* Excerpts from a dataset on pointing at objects
- - - -

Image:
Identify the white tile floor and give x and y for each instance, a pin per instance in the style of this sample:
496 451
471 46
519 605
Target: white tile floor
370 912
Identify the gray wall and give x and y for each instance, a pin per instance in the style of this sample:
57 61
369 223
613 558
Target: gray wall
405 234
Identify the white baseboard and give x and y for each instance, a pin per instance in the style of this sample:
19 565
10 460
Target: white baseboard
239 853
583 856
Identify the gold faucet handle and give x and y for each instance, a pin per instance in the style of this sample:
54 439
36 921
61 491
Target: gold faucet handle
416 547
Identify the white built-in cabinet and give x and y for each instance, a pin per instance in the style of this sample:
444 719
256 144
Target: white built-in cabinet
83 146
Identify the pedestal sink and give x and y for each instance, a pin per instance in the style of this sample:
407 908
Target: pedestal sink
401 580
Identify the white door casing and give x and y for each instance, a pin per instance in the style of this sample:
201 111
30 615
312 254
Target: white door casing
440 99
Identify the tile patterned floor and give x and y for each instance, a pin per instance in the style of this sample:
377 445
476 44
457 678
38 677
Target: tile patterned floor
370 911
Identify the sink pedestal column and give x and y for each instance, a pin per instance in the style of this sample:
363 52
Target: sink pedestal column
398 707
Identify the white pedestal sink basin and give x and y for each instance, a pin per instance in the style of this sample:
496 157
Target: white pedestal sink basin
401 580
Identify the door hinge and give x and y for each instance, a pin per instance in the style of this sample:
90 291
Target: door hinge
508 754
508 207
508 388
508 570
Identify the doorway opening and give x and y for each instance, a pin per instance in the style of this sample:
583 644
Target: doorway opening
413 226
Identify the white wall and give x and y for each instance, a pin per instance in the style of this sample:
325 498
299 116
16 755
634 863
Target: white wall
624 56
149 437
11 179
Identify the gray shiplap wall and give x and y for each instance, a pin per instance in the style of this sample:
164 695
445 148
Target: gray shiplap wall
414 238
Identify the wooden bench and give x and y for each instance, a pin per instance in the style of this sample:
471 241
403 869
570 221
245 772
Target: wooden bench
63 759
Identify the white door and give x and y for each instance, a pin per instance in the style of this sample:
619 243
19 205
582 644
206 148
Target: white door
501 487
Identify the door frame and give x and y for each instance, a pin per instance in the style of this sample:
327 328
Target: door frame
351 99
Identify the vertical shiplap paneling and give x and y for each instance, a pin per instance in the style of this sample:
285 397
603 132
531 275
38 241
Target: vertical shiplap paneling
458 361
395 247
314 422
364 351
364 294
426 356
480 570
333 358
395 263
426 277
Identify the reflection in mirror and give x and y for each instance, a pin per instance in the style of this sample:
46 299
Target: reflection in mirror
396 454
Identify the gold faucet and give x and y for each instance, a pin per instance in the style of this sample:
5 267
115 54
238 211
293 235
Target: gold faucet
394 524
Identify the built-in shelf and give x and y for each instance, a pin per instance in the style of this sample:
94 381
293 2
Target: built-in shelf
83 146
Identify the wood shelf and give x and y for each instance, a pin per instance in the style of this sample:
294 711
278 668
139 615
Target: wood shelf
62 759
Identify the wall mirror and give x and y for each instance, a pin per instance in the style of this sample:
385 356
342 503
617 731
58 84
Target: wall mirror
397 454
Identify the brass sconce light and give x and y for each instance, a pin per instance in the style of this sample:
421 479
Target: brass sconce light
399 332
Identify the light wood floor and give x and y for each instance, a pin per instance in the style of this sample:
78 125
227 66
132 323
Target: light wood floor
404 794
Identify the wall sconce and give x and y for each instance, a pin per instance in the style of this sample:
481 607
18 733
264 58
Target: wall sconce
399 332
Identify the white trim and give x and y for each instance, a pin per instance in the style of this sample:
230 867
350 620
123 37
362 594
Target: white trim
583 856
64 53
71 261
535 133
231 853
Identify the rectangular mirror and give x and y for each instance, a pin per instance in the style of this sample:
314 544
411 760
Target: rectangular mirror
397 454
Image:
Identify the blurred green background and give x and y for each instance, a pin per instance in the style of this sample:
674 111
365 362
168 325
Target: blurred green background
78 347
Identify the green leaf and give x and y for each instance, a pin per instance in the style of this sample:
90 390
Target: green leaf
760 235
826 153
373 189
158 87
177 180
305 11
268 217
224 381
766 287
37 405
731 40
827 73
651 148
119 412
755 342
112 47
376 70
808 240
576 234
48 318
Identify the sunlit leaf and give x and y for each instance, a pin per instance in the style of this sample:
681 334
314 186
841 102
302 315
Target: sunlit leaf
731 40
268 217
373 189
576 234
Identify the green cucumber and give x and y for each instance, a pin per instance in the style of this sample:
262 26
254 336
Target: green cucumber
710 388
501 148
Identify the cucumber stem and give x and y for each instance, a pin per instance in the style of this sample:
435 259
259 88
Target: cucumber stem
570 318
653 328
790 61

- - - -

* EXERCISE DIRECTIONS
Render every line of the listing above as a JSON list of strings, one string per line, leaving out blank lines.

* CORRECT RESULT
[
  "Image:",
  "Identify the white tile floor and give x and y for each instance, a pin per instance in the style of this sample:",
  "496 451",
  "471 46",
  "519 605",
  "Target: white tile floor",
  "370 912",
  "Identify the gray wall and give x and y for each instance, a pin per instance in the style of this sample:",
  "57 61",
  "369 223",
  "613 558",
  "Target: gray wall",
  "405 234",
  "Identify the white baseboard and give x and y for each instance, a pin per instance in the style of this sample:",
  "19 565",
  "10 460",
  "Target: white baseboard",
  "239 853",
  "583 856",
  "Identify the gold faucet handle and give x and y for each instance, a pin per instance in the style of this sample:",
  "54 439",
  "36 921",
  "61 491",
  "Target: gold faucet handle",
  "416 547",
  "Identify the white built-in cabinet and give x and y for each instance, a pin per instance in the style of this sample:",
  "444 719",
  "256 144",
  "Target: white built-in cabinet",
  "83 146",
  "Identify the pedestal sink and give x and y for each instance, a pin per instance in the style of this sample:",
  "407 908",
  "Target: pedestal sink",
  "401 580",
  "Identify the white door casing and give x and y for each instance, a pin per instance in the style of this sample:",
  "201 111",
  "30 615",
  "312 254",
  "Target: white door casing",
  "440 99",
  "Identify the tile patterned floor and give x and y for each instance, a pin per instance in the style of this sample:",
  "377 445",
  "476 44",
  "457 678",
  "38 677",
  "Target: tile patterned floor",
  "370 911",
  "Identify the sink pedestal column and give x and y for each instance, a pin per instance in the style of this sample:",
  "363 52",
  "Target: sink pedestal column",
  "398 707",
  "Identify the white pedestal sink basin and give x and y for each instance, a pin per instance in the style of this sample:",
  "496 157",
  "Target: white pedestal sink basin",
  "401 580",
  "Identify the door hinge and give x and y for each instance, a pin per instance in the style of this sample:",
  "90 291",
  "Target: door hinge",
  "508 754",
  "508 207",
  "508 388",
  "508 570",
  "Identify the doorway opening and give x and y for each instance, a pin per instance in the style of this sample:",
  "583 644",
  "Target: doorway opening",
  "413 226",
  "Identify the white wall and give x and y for each instance, a pin per instance in the style of this sample:",
  "325 498",
  "299 116",
  "16 755",
  "634 863",
  "Target: white wall",
  "624 56",
  "149 437",
  "11 179",
  "Identify the gray shiplap wall and give x and y for each instance, a pin per instance in the style of this sample:",
  "164 695",
  "445 148",
  "Target: gray shiplap wall",
  "414 238",
  "Identify the wooden bench and give x and y for each instance, a pin per instance in the style of this sample:",
  "471 241",
  "403 869",
  "570 221",
  "245 772",
  "Target: wooden bench",
  "63 759",
  "Identify the white door and give x and y for each instance, a pin per instance in the style of this sample:",
  "619 243",
  "19 205",
  "582 644",
  "206 148",
  "Target: white door",
  "501 487",
  "Identify the door frame and give x and y for each instance, a pin per instance in the style of this sample:",
  "327 328",
  "Target: door frame",
  "351 99",
  "Identify the vertical shiplap paneling and give x and y for each instance, a pin per instance in the style of this sample:",
  "285 397",
  "603 132",
  "531 275",
  "38 241",
  "Target: vertical shiplap paneling",
  "458 361",
  "395 247",
  "314 422",
  "364 351",
  "364 294",
  "426 356",
  "480 570",
  "333 358",
  "395 263",
  "426 277",
  "Identify the reflection in mirror and give x and y for each instance, a pin per instance in the style of this sample:",
  "46 299",
  "Target: reflection in mirror",
  "396 454",
  "Identify the gold faucet and give x and y for each instance, a pin per instance in the style of this sample:",
  "5 267",
  "115 54",
  "238 211",
  "293 235",
  "Target: gold faucet",
  "394 524",
  "Identify the built-in shelf and give x and y for each instance, a pin per instance in the style of this sample:",
  "94 381",
  "293 2",
  "Target: built-in shelf",
  "83 146",
  "Identify the wood shelf and give x and y for each instance, a pin per instance in the style of this sample:",
  "294 711",
  "278 668",
  "139 615",
  "Target: wood shelf",
  "62 759",
  "Identify the wall mirror and give x and y for each instance, a pin per instance in the style of this sample:",
  "385 356",
  "342 503",
  "617 731",
  "58 84",
  "Target: wall mirror",
  "397 454",
  "Identify the brass sconce light and give x and y for each instance, a pin per instance in the style of this sample:",
  "421 479",
  "Target: brass sconce light",
  "399 332",
  "Identify the light wood floor and give x and y for each instance, a pin per instance in the style of this sample:",
  "78 125",
  "227 66",
  "132 323",
  "Target: light wood floor",
  "404 794",
  "Identify the wall sconce and give x and y for each instance, a pin per instance in the style of this sample:",
  "481 607",
  "18 733",
  "264 58",
  "Target: wall sconce",
  "399 332",
  "Identify the white trim and give x and y for each instance, a pin per instance in the style of this sample:",
  "230 867",
  "350 620",
  "123 37",
  "362 594",
  "Target: white trim",
  "583 856",
  "64 53",
  "71 261",
  "535 133",
  "231 853",
  "Identify the rectangular mirror and give x and y for each instance, a pin per instance in the style of this sample:",
  "314 544",
  "411 760",
  "Target: rectangular mirror",
  "397 454",
  "Image:",
  "Identify the blurred green background and give x and y for each instance, a pin per instance in the style of this sample:",
  "674 111",
  "365 362",
  "168 325",
  "Target: blurred green background",
  "78 347",
  "Identify the green leaf and give x and y for each instance, a pin per instance in the style of this sample:",
  "90 390",
  "Target: green leaf",
  "760 235",
  "826 153",
  "373 189",
  "158 87",
  "177 180",
  "305 11",
  "268 217",
  "224 381",
  "766 287",
  "37 405",
  "731 40",
  "827 73",
  "651 148",
  "119 412",
  "755 342",
  "112 47",
  "376 70",
  "808 240",
  "576 234",
  "48 318",
  "Identify the sunlit leaf and give x and y for each instance, a pin per instance in the style of this sample:",
  "681 334",
  "314 186",
  "841 102",
  "302 315",
  "Target: sunlit leaf",
  "731 40",
  "268 217",
  "373 189",
  "576 234",
  "Identify the green cucumber and give x and y for each instance, a pin per instance in the style of this sample:",
  "262 26",
  "254 336",
  "Target: green cucumber",
  "710 388",
  "501 148",
  "Identify the cucumber stem and give x and y for each instance, a pin per instance in the style of this sample:",
  "435 259",
  "259 88",
  "Target: cucumber stem",
  "570 318",
  "653 328",
  "790 61"
]